# WHAT THE EXERCISE ASKS
Write out exactly the lines from the line that contains "Target: sunset sky" through the final line of the listing below, and no others.
DATA FOR THE TASK Block Start
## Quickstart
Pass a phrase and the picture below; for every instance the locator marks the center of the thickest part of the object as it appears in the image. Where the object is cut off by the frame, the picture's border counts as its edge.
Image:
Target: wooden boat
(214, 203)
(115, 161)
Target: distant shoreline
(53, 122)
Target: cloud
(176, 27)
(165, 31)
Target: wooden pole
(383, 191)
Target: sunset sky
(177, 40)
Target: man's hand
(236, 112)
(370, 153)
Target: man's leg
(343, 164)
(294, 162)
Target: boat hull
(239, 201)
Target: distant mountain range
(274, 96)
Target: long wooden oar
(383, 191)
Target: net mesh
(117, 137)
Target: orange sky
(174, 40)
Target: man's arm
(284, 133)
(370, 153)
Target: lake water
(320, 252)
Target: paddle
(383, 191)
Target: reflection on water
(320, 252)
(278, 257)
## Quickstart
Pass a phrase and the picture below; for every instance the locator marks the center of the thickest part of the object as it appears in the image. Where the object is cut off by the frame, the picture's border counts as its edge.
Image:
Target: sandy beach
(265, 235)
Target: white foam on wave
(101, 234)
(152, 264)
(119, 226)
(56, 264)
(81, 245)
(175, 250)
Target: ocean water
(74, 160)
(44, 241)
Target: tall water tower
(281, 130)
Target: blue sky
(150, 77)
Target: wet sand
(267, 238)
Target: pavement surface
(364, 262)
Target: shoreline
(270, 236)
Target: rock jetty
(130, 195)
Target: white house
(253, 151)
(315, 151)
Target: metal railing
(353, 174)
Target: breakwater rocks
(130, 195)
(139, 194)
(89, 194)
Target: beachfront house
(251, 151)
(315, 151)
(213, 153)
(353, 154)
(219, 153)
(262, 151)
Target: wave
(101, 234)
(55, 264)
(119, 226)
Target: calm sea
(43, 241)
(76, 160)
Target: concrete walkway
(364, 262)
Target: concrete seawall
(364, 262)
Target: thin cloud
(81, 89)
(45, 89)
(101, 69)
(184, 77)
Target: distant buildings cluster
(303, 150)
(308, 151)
DATA FOR THE TASK Block End
# EXPECTED ANSWER
Target: sunset sky
(177, 40)
Target: man's hand
(236, 112)
(370, 153)
Target: man's leg
(343, 164)
(294, 162)
Target: boat hull
(239, 201)
Target: distant mountain range
(274, 96)
Target: long wooden oar
(383, 191)
Target: net mesh
(117, 137)
Target: orange sky
(174, 40)
Target: man's arm
(284, 133)
(370, 153)
Target: lake water
(320, 252)
Target: paddle
(383, 191)
Target: reflection on water
(320, 252)
(278, 257)
## Quickstart
Pass a phrase and the picture below; for every instance the locator marks the center of the thickest part of the object as it appears in the image. Where the object is cut off by the frame, the picture's border counts as its edge.
Image:
Target: sandy beach
(265, 235)
Target: white foam on wave
(101, 234)
(152, 264)
(119, 226)
(56, 264)
(81, 245)
(175, 250)
Target: ocean water
(74, 160)
(44, 241)
Target: tall water tower
(281, 130)
Target: blue sky
(150, 77)
Target: wet sand
(267, 238)
Target: pavement surface
(364, 262)
Target: shoreline
(270, 236)
Target: rock jetty
(130, 195)
Target: white house
(253, 151)
(315, 151)
Target: metal railing
(353, 174)
Target: breakwater rocks
(130, 195)
(139, 194)
(89, 194)
Target: beachfront house
(251, 151)
(315, 151)
(213, 153)
(353, 154)
(219, 153)
(262, 151)
Target: wave
(101, 234)
(55, 264)
(119, 226)
Target: calm sea
(43, 241)
(76, 160)
Target: concrete walkway
(364, 262)
Target: concrete seawall
(364, 262)
Target: thin cloud
(81, 89)
(45, 89)
(101, 69)
(184, 77)
Target: distant buildings cluster
(303, 150)
(308, 151)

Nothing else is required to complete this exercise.